• _Bearbeite Folgendes_:
A) Gib den Abschnitt des Artikels über Aufhebungsverträge zwischen „Dass ein Arbeitgeber“ und „rät Christiane Buttschardt.“ einschließlich wieder. Ersetze dabei „Strafanzeige“ durch „Abmahnung“.
B) Wie lange erhalten Arbeitnehmer laut dem Artikel über Aufhebungsverträge kein Arbeitslosengeld, wenn sie einen Aufhebungsvertrag unterzeichnet haben?
++++ Artikel ++++
Dass ein Arbeitgeber mit Kündigung und Strafanzeige droht, falls die Arbeitnehmerin den ihr vorgelegten Aufhebungsvertrag nicht sofort unterschreibt, macht den Vertrag nicht zwingend unwirksam. Unternehmen sollten das Urteil des Bundesarbeitsgerichts aber mit Vorsicht genießen, rät Christiane Buttschardt.
Seitdem das Bundesarbeitsgericht (BAG) im Jahr 2019 das Gebot fairen Verhandelns schuf, ist eine recht bunte Instanzrechtsprechung rund um Aufhebungsverträge und ihr Zustandekommen entstanden. Es herrschte allgemeine Verunsicherung darüber, ob das Institut, an dem die Erfurter Richter seitdem die Wirksamkeit von Aufhebungsverträgen messen, auf außergewöhnliche Situationen wie die im Jahr 2019 entschiedene beschränkt oder schon in üblichen Konstellationen im geschäftlichen Alltag anwendbar sein sollte.
Nun hat das BAG in der vergangenen Woche eine eher übliche Konstellation an den von ihm selbst aufgestellten Maßstäben gemessen. Und geurteilt, dass die klagende Arbeitnehmerin nicht in ihrer Entscheidungsfreiheit verletzt worden sei, bloß weil ihre Arbeitgeberin ihr einen Aufhebungsvertrag nur zur sofortigen Annahme unterbreitet hatte. Auch dass die Frau deshalb keine Bedenkzeit hatte und keinen Rechtsrat einholen konnte, sei noch keine Pflichtverletzung der Arbeitgeberin, die den Aufhebungsvertrag unwirksam machen würde (BAG, Urt. v. 24.02.2022, Az. 6 AZR 333/21).
Mit der bislang allein vorliegenden Pressemitteilung zu dem Verfahren hat das BAG viele Arbeitsrechtler überrascht. Die Erfurter Richter stellen zwei Dinge gleichzeitig klar: Sie beabsichtigen trotz verbreiteter Kritik nicht, das Gebot fairen Verhandelns als Institut wieder aufzugeben. Doch sie scheinen dieses weit weniger streng handhaben zu wollen, als vor allem viele Arbeitgeber anfänglich fürchteten.
Die Mehrheit der Arbeitsverhältnisse dürfte mittlerweile durch einen Aufhebungsvertrag enden. Aufhebungsverträge sind ein beliebtes Instrument, um Kündigungen und damit auch mögliche Rechtsstreitigkeiten um deren Wirksamkeit zu verhindern. Sie bieten den Vorteil, dass das Arbeitsverhältnis schnell beendet werden kann und alle offenen Punkte wie z.B. Bonuszahlungen individuell geregelt werden können. Der Unternehmer kann die freigewordene Stelle so schnell neu besetzen.
Für Arbeitnehmer haben sie allerdings den Nachteil, dass sie sich gegen das Ende des Arbeitsverhältnisses und damit verbundene Konsequenzen nicht mehr wehren können, weil sie sich ja einverstanden erklärt haben; deshalb erhalten sie auch drei Monate kein Arbeitslosengeld, wenn sie einen Aufhebungsvertrag unterzeichnet haben.
++++ Vorliegendes Material ++++
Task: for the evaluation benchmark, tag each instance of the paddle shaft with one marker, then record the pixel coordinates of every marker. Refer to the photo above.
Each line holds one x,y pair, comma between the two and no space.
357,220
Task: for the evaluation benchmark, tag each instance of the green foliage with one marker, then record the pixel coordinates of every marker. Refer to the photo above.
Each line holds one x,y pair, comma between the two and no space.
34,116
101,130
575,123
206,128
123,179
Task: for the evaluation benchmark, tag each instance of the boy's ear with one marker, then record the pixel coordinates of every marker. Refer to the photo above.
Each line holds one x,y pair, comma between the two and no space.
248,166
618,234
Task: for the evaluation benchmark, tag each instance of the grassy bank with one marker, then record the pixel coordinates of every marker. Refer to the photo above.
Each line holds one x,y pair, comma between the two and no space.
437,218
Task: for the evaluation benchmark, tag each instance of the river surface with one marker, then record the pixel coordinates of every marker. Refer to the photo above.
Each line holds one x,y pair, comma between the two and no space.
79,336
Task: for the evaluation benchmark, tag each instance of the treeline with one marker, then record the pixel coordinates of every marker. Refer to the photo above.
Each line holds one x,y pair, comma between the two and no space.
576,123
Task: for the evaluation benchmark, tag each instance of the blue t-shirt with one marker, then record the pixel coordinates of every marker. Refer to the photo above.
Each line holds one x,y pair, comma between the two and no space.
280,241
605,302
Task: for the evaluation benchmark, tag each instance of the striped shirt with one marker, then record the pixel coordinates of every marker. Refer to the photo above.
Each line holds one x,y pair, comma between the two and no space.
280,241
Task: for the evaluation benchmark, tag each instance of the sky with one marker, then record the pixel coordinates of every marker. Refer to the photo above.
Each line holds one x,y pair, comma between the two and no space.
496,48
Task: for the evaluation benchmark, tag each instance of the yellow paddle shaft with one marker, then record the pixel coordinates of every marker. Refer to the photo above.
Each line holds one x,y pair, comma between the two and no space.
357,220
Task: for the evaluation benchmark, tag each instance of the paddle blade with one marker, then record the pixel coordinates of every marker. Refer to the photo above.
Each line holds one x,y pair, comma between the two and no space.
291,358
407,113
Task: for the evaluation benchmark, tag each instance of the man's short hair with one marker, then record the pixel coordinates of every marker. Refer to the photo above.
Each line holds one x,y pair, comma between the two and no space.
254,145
++++
• _Lösungen_:
A)
Dass ein Arbeitgeber mit Kündigung und Abmahnung droht, falls die Arbeitnehmerin den ihr vorgelegten Aufhebungsvertrag nicht sofort unterschreibt, macht den Vertrag nicht zwingend unwirksam. Unternehmen sollten das Urteil des Bundesarbeitsgerichts aber mit Vorsicht genießen, rät Christiane Buttschardt.

B) Drei Monate.